Stated goal:
Reproduce the line that holds "Confirm that each instance of the arched" together with all the lines after it up to the end of the entries.

Exercise data:
§ §

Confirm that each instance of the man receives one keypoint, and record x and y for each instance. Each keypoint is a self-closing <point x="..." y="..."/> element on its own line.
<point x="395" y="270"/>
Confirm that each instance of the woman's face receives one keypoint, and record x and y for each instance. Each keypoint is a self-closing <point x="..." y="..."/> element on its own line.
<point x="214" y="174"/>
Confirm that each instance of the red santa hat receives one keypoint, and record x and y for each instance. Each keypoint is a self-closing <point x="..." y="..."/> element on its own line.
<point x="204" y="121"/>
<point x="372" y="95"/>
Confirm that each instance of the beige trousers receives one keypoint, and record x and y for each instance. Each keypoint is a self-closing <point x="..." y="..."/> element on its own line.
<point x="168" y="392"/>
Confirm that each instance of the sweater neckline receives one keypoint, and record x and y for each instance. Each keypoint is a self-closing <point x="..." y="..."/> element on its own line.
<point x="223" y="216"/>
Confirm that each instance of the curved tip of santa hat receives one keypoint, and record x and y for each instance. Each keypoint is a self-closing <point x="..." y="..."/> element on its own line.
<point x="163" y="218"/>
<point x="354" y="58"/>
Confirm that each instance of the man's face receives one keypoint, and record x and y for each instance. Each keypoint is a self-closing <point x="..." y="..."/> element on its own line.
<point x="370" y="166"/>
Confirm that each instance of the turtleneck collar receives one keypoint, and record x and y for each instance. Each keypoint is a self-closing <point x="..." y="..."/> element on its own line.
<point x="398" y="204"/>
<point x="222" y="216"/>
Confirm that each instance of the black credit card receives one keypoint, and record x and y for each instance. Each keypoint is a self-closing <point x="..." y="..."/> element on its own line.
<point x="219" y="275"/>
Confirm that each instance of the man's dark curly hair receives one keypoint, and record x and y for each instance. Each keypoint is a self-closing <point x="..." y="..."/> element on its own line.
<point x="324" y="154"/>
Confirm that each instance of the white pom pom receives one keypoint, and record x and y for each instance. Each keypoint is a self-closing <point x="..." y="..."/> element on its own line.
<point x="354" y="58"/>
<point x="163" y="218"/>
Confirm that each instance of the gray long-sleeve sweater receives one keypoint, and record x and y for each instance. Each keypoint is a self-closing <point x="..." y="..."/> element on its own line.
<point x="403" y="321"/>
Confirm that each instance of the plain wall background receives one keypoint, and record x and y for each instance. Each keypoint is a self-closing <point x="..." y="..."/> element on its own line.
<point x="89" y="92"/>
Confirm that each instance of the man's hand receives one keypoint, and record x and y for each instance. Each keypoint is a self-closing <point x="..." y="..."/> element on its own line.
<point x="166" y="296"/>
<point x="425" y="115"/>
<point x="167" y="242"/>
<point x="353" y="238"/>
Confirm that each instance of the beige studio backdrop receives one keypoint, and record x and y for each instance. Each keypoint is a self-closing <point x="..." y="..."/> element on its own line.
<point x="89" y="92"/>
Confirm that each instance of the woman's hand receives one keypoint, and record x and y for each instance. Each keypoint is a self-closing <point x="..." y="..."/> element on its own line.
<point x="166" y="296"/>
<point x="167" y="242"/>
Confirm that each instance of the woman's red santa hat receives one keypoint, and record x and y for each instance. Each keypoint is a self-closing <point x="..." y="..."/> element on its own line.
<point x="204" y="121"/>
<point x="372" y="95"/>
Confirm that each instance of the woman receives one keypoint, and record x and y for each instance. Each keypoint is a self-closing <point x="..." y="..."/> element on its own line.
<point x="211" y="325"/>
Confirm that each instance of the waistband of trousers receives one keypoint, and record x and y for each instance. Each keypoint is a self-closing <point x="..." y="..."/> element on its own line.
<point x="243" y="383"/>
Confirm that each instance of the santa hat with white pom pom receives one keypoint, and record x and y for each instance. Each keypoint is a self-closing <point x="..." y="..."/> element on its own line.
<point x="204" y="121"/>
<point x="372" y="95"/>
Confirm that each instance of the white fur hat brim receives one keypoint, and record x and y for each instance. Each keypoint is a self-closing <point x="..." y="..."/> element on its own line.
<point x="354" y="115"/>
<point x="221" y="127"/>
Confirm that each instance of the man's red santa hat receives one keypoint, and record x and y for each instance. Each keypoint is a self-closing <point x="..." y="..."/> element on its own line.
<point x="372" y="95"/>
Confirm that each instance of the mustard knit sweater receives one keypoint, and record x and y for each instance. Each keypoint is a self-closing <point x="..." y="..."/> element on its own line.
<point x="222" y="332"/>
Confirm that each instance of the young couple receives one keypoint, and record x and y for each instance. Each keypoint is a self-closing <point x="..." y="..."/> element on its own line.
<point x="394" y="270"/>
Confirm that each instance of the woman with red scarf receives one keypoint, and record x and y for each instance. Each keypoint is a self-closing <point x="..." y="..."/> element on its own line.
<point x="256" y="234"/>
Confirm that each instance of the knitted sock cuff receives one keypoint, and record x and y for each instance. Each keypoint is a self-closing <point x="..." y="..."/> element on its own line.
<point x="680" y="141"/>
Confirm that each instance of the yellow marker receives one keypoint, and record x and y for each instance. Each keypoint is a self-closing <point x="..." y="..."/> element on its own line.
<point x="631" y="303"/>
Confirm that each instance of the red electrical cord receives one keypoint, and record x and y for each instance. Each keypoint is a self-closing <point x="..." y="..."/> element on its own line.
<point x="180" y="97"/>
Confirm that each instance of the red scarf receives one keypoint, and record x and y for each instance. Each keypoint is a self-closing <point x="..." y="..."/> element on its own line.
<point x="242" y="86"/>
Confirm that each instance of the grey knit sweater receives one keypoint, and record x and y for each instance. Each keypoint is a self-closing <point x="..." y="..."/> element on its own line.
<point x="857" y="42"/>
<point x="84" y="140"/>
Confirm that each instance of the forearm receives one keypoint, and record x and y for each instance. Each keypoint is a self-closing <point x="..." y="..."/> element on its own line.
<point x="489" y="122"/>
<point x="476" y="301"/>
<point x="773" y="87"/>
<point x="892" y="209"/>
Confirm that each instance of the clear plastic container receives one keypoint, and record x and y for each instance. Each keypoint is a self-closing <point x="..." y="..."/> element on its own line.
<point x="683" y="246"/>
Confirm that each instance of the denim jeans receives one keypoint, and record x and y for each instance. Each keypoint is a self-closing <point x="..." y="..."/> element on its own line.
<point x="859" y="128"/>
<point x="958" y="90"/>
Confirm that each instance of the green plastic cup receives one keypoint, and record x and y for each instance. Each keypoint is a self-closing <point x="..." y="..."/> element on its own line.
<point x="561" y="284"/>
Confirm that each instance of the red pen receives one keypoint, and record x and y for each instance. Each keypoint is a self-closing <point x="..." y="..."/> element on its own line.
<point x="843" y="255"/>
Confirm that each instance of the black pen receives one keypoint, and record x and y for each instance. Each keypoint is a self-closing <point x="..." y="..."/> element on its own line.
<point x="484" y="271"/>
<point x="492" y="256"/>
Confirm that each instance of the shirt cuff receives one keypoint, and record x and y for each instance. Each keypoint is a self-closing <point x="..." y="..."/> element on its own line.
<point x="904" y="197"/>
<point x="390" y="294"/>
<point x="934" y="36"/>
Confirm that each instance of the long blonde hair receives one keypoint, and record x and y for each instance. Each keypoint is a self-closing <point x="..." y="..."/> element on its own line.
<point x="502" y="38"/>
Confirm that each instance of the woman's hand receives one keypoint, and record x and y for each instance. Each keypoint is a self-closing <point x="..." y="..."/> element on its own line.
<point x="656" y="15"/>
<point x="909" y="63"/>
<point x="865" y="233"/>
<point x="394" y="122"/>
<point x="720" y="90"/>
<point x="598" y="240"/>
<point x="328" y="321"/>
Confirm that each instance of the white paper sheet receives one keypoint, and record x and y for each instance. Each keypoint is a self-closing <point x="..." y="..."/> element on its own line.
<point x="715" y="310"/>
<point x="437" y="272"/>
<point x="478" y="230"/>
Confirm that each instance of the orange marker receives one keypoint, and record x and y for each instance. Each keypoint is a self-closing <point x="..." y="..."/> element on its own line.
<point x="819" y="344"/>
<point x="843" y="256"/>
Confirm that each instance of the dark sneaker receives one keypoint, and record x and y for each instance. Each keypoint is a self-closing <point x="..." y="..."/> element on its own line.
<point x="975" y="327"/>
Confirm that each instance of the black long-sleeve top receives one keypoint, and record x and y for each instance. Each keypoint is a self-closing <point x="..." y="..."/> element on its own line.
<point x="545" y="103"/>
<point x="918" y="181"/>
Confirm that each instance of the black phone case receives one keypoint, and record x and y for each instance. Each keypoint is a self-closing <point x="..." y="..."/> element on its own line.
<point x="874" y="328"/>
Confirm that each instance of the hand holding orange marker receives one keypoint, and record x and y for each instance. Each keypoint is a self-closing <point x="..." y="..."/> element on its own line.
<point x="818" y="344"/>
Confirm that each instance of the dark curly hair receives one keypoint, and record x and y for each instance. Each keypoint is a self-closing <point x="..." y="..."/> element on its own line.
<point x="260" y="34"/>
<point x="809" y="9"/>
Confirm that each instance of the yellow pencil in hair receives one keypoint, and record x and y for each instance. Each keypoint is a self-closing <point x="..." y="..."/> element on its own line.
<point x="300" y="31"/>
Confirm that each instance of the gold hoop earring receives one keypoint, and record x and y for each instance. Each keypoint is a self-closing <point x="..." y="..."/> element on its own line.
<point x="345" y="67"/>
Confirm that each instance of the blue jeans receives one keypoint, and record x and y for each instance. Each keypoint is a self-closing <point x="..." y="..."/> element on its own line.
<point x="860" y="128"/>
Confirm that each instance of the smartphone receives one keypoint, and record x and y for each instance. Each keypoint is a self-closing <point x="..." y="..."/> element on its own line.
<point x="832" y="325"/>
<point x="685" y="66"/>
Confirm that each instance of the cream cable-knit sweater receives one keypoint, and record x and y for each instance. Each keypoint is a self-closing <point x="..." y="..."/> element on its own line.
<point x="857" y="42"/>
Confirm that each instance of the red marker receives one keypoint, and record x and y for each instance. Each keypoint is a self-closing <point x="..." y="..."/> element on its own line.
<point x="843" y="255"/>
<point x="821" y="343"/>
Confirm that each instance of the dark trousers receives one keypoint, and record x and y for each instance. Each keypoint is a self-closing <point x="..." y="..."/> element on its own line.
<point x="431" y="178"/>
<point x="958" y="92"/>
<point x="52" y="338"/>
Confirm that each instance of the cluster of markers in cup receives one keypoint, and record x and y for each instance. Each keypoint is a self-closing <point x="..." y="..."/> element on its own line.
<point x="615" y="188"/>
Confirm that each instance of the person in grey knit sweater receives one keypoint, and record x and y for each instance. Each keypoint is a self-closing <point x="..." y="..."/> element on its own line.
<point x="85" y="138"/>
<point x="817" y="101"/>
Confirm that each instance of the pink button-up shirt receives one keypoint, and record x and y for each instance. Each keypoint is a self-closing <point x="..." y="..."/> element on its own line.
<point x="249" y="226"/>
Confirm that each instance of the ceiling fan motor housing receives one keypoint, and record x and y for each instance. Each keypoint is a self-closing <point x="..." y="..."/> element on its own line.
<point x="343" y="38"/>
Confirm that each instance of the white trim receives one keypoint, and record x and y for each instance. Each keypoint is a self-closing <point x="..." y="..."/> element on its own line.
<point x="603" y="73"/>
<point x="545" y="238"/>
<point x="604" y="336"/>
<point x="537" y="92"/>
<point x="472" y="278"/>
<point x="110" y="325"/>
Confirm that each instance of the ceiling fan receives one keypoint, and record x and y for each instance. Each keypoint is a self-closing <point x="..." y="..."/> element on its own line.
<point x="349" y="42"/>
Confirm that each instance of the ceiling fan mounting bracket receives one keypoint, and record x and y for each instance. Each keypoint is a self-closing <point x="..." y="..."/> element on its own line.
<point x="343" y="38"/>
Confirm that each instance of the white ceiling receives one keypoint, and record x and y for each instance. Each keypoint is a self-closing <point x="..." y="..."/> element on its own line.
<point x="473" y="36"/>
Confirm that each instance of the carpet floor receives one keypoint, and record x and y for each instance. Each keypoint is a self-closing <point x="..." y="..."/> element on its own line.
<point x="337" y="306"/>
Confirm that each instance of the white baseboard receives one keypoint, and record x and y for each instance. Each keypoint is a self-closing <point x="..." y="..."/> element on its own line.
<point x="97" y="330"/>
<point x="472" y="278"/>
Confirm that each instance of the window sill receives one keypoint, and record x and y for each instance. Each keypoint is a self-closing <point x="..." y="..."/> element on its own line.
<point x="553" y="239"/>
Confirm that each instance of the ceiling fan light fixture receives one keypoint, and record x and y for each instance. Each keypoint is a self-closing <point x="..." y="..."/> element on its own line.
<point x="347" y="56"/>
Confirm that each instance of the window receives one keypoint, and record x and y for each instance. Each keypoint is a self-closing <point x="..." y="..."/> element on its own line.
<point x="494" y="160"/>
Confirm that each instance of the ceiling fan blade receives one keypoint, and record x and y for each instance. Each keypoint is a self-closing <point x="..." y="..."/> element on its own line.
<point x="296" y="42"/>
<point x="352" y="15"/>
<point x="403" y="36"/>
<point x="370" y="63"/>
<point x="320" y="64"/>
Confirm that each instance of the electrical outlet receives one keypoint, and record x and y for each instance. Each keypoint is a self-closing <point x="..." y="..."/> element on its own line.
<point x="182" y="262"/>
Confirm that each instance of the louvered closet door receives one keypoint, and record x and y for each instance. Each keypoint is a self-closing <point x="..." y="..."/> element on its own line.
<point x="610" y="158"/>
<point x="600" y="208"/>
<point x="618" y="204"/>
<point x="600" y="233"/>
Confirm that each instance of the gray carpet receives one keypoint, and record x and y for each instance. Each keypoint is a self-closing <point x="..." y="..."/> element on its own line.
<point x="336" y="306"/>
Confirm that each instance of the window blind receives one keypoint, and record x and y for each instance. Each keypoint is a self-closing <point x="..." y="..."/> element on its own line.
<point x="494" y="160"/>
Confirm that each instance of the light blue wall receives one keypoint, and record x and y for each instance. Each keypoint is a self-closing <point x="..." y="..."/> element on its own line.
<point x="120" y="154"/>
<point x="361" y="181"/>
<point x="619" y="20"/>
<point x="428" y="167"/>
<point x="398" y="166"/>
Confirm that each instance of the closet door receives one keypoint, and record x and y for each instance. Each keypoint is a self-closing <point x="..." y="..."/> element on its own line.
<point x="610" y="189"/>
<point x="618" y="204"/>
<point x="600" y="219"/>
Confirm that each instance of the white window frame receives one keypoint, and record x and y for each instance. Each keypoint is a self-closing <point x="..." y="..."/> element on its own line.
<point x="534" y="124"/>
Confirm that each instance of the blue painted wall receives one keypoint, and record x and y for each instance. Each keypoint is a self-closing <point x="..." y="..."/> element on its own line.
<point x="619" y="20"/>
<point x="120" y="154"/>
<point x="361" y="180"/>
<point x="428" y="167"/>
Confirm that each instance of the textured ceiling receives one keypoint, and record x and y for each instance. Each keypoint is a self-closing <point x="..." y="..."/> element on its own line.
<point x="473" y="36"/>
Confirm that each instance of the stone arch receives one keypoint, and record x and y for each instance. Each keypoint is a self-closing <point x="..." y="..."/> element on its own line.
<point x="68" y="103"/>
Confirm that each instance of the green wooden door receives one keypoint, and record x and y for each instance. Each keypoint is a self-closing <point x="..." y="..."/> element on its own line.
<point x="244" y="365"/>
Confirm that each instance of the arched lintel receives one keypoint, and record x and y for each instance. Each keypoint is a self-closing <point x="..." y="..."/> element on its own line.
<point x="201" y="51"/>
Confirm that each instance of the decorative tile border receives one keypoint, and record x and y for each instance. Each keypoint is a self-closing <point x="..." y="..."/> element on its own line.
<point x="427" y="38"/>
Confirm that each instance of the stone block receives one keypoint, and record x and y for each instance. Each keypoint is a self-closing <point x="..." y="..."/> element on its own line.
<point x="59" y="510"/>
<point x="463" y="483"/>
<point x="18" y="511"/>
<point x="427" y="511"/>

§ §

Response for this exercise:
Confirm that each instance of the arched lintel receives one keypoint, and record x and y for each instance. Each keypoint is a self-closing <point x="..." y="..."/> element on its own line.
<point x="201" y="51"/>
Confirm that each instance of the decorative tile border receives one keypoint, and record x and y for each instance. Each keypoint is a self-closing <point x="..." y="..."/> element on its own line.
<point x="427" y="38"/>
Confirm that each instance of the stone block receives one keypoint, and record x and y for each instance. Each keypoint is a self-closing <point x="..." y="..."/> element on its own line.
<point x="59" y="510"/>
<point x="463" y="483"/>
<point x="18" y="511"/>
<point x="427" y="511"/>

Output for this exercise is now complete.